What is required:
All of the entries below should be copied exactly as they appear.

Data provided:

--- START ---

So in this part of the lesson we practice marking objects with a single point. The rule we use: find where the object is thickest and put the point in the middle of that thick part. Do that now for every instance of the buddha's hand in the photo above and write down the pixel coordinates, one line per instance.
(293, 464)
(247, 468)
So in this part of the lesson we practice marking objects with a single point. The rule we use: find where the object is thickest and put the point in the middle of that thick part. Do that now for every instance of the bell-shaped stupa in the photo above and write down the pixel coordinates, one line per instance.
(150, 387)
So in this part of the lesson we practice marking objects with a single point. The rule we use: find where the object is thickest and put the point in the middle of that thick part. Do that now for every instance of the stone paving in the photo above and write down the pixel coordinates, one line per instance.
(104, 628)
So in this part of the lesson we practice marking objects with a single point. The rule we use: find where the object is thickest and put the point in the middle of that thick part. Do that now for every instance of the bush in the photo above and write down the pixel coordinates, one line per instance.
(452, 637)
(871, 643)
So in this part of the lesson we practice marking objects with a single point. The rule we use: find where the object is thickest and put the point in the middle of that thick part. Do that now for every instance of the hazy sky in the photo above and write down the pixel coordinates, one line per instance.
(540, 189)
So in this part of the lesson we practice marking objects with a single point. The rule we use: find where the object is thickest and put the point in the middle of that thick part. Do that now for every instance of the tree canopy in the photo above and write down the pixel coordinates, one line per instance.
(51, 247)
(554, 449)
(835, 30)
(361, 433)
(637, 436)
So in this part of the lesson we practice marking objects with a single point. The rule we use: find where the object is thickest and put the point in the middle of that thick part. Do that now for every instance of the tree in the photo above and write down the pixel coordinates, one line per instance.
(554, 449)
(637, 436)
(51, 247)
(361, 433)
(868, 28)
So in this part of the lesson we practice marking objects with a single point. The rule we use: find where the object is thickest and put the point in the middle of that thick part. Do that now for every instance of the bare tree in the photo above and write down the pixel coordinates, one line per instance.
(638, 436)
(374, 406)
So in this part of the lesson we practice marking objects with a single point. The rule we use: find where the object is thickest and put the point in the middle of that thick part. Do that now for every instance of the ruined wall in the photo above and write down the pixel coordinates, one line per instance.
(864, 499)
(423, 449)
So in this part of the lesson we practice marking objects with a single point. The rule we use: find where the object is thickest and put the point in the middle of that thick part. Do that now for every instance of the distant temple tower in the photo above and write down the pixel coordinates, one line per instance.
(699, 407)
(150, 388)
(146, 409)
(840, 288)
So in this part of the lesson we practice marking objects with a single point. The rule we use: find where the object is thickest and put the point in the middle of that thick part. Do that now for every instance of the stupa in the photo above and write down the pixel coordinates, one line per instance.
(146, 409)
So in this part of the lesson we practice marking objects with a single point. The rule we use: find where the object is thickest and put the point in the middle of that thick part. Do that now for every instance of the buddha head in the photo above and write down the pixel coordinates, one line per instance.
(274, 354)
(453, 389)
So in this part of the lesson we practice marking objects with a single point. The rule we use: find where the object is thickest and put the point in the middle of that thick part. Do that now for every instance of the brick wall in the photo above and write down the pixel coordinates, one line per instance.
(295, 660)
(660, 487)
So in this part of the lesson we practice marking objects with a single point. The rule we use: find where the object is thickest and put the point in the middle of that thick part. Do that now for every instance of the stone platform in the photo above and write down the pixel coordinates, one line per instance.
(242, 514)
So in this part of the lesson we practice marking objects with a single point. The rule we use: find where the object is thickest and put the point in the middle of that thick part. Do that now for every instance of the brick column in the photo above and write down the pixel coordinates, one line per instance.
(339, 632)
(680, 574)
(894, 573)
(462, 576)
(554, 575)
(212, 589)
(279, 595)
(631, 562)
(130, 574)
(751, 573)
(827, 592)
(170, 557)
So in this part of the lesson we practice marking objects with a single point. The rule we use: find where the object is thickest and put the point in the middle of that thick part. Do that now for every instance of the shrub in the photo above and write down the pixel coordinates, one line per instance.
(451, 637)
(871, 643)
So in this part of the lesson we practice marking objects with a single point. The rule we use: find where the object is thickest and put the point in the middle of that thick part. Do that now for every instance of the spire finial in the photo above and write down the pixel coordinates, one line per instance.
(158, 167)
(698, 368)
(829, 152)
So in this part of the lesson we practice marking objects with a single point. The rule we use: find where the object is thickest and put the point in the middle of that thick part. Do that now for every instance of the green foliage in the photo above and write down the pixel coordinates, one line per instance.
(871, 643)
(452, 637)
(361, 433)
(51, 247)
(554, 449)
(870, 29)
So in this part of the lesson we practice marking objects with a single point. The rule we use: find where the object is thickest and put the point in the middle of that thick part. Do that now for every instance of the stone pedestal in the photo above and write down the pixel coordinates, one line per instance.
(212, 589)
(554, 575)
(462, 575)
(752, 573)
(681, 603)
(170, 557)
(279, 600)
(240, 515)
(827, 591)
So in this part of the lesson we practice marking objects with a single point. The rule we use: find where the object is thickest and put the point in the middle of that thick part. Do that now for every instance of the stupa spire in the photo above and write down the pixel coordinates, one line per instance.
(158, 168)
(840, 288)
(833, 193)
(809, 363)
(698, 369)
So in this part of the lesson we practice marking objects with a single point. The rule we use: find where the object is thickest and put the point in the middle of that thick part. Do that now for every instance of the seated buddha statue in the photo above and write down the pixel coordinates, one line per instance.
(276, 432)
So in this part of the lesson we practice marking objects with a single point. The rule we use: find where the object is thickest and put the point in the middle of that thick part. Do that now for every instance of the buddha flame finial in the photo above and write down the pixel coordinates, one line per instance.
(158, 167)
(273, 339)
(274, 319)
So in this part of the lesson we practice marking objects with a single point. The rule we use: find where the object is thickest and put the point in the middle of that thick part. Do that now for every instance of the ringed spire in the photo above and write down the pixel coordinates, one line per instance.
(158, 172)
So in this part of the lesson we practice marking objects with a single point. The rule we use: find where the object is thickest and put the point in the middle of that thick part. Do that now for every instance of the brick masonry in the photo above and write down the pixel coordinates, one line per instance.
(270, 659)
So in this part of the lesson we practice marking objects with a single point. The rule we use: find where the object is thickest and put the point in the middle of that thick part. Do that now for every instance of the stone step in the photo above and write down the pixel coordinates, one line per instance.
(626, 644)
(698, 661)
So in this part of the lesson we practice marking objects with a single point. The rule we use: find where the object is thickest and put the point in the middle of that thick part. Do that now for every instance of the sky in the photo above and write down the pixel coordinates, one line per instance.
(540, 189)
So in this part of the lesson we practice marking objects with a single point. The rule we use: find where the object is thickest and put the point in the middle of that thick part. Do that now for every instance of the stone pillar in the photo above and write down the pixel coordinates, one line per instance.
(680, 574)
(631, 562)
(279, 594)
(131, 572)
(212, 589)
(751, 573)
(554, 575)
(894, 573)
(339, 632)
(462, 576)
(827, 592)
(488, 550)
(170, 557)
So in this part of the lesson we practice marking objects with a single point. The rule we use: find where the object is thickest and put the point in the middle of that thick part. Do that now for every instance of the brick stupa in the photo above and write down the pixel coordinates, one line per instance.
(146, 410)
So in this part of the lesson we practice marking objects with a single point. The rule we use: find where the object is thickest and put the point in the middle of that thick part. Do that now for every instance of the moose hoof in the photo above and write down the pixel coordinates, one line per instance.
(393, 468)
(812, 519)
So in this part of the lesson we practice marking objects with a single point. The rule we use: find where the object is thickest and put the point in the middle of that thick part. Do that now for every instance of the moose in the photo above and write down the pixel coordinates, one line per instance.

--- END ---

Task response:
So in this part of the lesson we practice marking objects with a single point. The rule we use: find where the object is thickest and put the point in the middle of that thick part. Do that now for every instance of the buddha's hand in the photo above and write down the pixel coordinates, one line per instance.
(293, 464)
(247, 468)
So in this part of the lesson we practice marking objects with a single point. The rule we use: find where the object is thickest and put the point in the middle of that thick part. Do that now for every instance of the bell-shaped stupa in the photo above and write down the pixel coordinates, one line per instance.
(150, 387)
So in this part of the lesson we practice marking objects with a single point. The rule we use: find where the object is thickest and put the point in the middle of that thick part. Do that now for every instance of the stone paving in the photo above and write down the pixel coordinates, one line per instance.
(104, 628)
So in this part of the lesson we practice marking objects with a single point. The rule we use: find where the object is thickest and put the point in the middle of that thick part. Do that now for every instance of the bush in the photo above and write down the pixel coordinates, one line per instance.
(452, 637)
(871, 643)
So in this part of the lesson we practice marking objects with a single point. The rule we use: find where the object is thickest and put the point in the middle of that thick part. Do that now for every instance of the hazy sky in the photo above and write down the pixel coordinates, one line per instance.
(540, 189)
So in this part of the lesson we practice marking objects with a single point. The rule we use: find where the object is thickest and put the point in the middle of that thick part. Do that now for every instance of the tree canopy in the photo above and write down the pixel coordinates, one line per instance.
(51, 247)
(554, 449)
(835, 30)
(361, 433)
(637, 436)
So in this part of the lesson we practice marking objects with a single point. The rule we use: find where the object is thickest and put the point in the middle of that thick part. Do that now for every instance of the tree in the photo above and write down the pixel coordinates, one line per instance.
(554, 449)
(637, 436)
(51, 247)
(361, 433)
(868, 28)
So in this part of the lesson we practice marking objects with a single point. The rule we use: find where the object is thickest and put the point in the middle of that thick part. Do that now for every instance of the bare tree in the photo above and write down the pixel coordinates, one line per instance.
(638, 436)
(374, 406)
So in this part of the lesson we practice marking objects with a single point. The rule we use: find where the object is thickest and put the point in the middle of that thick part. Do that now for every instance of the ruined wall in the photo above and write down the pixel coordinates, one line per instance.
(864, 499)
(423, 449)
So in this part of the lesson we practice marking objects with a single point. The rule we use: find where the object is thickest and put the point in the middle of that thick part. Do that now for every instance of the distant temple tower in the photo above and write down the pixel coordinates, one line per instance.
(699, 407)
(150, 388)
(146, 409)
(840, 288)
So in this part of the lesson we practice marking objects with a single point. The rule we use: find where the object is thickest and put the point in the middle of that thick part. Do that now for every instance of the stupa in the photo above and write down the pixel coordinates, one line per instance.
(146, 409)
So in this part of the lesson we practice marking objects with a single point. The rule we use: find where the object is thickest and put the point in the middle of that thick part. Do that now for every instance of the buddha head in the photo above and write down the pixel coordinates, one line per instance.
(274, 354)
(453, 389)
So in this part of the lesson we practice marking objects with a single point. The rule we use: find where the object is thickest and put the point in the middle of that thick part. Do that now for every instance of the brick wall in the photo above and write down the pixel coordinates, one line per instance.
(295, 660)
(660, 487)
So in this part of the lesson we practice marking objects with a single point. The rule we use: find where the object is thickest and put the point in the middle of that thick part. Do that now for every instance of the stone platform in the photo above and write down the pixel coordinates, one line per instance.
(242, 514)
So in this part of the lesson we practice marking objects with a single point. The rule we use: find where the object is thickest and put the point in the middle of that thick part. Do that now for every instance of the brick column in the photo above and write down the pixel coordinates, one line per instance.
(339, 632)
(680, 574)
(894, 573)
(462, 576)
(554, 575)
(212, 589)
(279, 595)
(631, 562)
(130, 574)
(751, 573)
(827, 592)
(170, 557)
So in this part of the lesson we practice marking objects with a single point. The rule we use: find where the object is thickest and put the point in the middle of that thick part. Do that now for every instance of the shrub in the photo above and write down the pixel coordinates, one line per instance.
(451, 637)
(871, 643)
So in this part of the lesson we practice marking objects with a single point. The rule we use: find where the object is thickest and put the point in the middle of that thick part. Do that now for every instance of the spire finial in the photo above and write down the pixel coordinates, one line per instance.
(158, 167)
(698, 368)
(829, 152)
So in this part of the lesson we practice marking objects with a single point. The rule we use: find where the object is thickest and put the point in the middle of that thick part. Do that now for every instance of the green foliage in the photo above and write down the pixel coordinates, one line per instance.
(871, 643)
(452, 637)
(361, 433)
(51, 247)
(554, 449)
(870, 29)
So in this part of the lesson we practice marking objects with a single point. The rule we use: find where the object is thickest and put the point in the middle of that thick part. Do that now for every instance of the stone pedestal in the photo above and write down the pixel coordinates, one line per instance.
(212, 589)
(554, 575)
(462, 575)
(752, 573)
(681, 603)
(170, 557)
(279, 600)
(240, 515)
(827, 591)
So in this part of the lesson we practice marking objects with a single point. The rule we use: find where the object is thickest and put the point in the middle of that thick part. Do that now for every instance of the stupa spire in the photo above and write down the pixel coordinates, one line per instance.
(158, 168)
(840, 288)
(833, 193)
(809, 363)
(698, 369)
So in this part of the lesson we practice marking objects with a single point. The rule we use: find where the object is thickest and put the point in the middle of that thick part. Do that now for every instance of the seated buddha statue in the photo above and write down the pixel coordinates, one line per instance.
(276, 432)
So in this part of the lesson we practice marking objects with a single point. The rule we use: find where the object is thickest and put the point in the middle of that thick part. Do that now for every instance of the buddha flame finial in the photo above and write down the pixel coordinates, one line per instance.
(158, 167)
(273, 339)
(274, 319)
So in this part of the lesson we practice marking objects with a single point. The rule we use: find where the object is thickest and put the point in the middle of that thick part. Do that now for every instance of the ringed spire in the photo above and write down the pixel coordinates, one line per instance.
(158, 172)
So in this part of the lesson we practice marking objects with a single point. The rule we use: find where the object is thickest and put the point in the middle of that thick part. Do that now for every instance of the brick masonry in the photo above and write down the pixel coordinates, one line per instance.
(270, 659)
So in this part of the lesson we practice marking objects with a single point. The rule we use: find where the object is thickest and put the point in the middle of that thick part. Do that now for every instance of the stone step in the photo above and write down the pixel coordinates, one line per instance.
(626, 644)
(698, 661)
So in this part of the lesson we practice marking objects with a single point. The rule we use: find where the object is thickest and put the point in the middle of that thick part. Do that now for every instance of the sky in the photo above and write down the pixel coordinates, one line per instance.
(540, 189)
So in this part of the lesson we practice marking objects with a single point. The rule we use: find where the object is thickest and put the point in the middle of that thick part. Do that now for every instance of the stone pillar in the photo above and write down the pixel coordinates, one line per instance.
(680, 574)
(631, 562)
(279, 594)
(131, 572)
(212, 589)
(751, 573)
(554, 575)
(894, 573)
(339, 632)
(462, 576)
(827, 592)
(488, 550)
(170, 557)
So in this part of the lesson we practice marking objects with a single point. The rule we use: find where the object is thickest and put the point in the middle of that thick part. Do that now for every instance of the brick stupa in the photo above and write down the pixel coordinates, one line per instance.
(146, 410)
So in this part of the lesson we practice marking objects with a single point. The rule we use: find where the object is thickest and put the point in the middle of that thick part. Do that now for every instance of the moose hoof in the photo above and write down the pixel coordinates, one line per instance.
(393, 468)
(812, 519)
So in this part of the lesson we practice marking objects with a single point. The rule we use: find where the object is thickest and put the point in the middle of that thick part. Do that now for every instance of the moose in the photo above and write down the pixel coordinates, one line per instance.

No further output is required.